SOURCE DATA |
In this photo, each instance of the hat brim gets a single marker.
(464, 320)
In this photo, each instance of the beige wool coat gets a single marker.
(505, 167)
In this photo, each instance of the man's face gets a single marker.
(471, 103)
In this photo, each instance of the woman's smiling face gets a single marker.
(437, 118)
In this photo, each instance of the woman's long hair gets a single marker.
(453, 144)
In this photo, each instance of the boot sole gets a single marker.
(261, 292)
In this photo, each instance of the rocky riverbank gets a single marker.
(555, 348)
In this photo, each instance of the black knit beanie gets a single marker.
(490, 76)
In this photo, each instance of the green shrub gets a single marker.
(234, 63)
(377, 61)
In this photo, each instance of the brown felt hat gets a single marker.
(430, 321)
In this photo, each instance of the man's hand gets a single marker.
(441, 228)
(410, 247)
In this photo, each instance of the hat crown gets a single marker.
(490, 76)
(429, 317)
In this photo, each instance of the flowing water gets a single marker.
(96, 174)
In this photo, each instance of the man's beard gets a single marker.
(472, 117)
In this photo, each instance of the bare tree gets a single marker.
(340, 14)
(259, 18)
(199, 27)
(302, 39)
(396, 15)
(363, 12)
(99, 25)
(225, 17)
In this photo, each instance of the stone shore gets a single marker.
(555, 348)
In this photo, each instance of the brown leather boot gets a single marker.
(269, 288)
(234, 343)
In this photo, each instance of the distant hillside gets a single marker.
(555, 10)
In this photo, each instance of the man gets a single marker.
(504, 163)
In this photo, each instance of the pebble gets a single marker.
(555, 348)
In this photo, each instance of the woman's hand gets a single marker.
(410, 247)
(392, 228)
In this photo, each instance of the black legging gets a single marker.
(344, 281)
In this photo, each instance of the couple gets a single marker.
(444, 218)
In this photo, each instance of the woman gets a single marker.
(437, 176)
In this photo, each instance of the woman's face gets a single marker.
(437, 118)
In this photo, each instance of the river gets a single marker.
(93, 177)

TASK INSTRUCTIONS |
Please set down exactly the lines running from the one with "In this photo, each instance of the distant" to the last line of the entries above, both of them included, and no others.

TASK OUTPUT |
In this photo, each instance of the distant hillside gets a single marker.
(555, 10)
In this photo, each instance of the man gets a single marker.
(504, 163)
In this photo, each instance of the pebble gets a single marker.
(555, 348)
In this photo, each instance of the woman's hand gets a single marker.
(410, 247)
(392, 228)
In this photo, each instance of the black legging gets a single marker.
(344, 281)
In this photo, each instance of the couple gets a single marker.
(444, 218)
In this photo, each instance of the woman gets a single marker.
(437, 176)
In this photo, each instance of the woman's face gets a single marker.
(437, 118)
In this photo, each instance of the river gets a single marker.
(93, 177)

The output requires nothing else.